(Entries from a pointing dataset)
--- Begin ---
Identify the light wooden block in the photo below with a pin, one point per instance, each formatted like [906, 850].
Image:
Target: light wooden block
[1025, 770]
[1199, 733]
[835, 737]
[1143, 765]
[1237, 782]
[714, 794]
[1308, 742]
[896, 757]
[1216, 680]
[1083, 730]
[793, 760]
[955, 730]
--- End ---
**Work instructions:**
Quote every line of the material above word for word, keeping each line in its original order.

**Full response:**
Identify the light wooden block in the photo below with a pin, one point per instance, each formatted like [906, 850].
Image:
Target: light wooden block
[1025, 770]
[1199, 733]
[835, 737]
[1143, 765]
[1237, 782]
[714, 794]
[1308, 742]
[896, 757]
[1216, 680]
[1083, 730]
[793, 760]
[955, 730]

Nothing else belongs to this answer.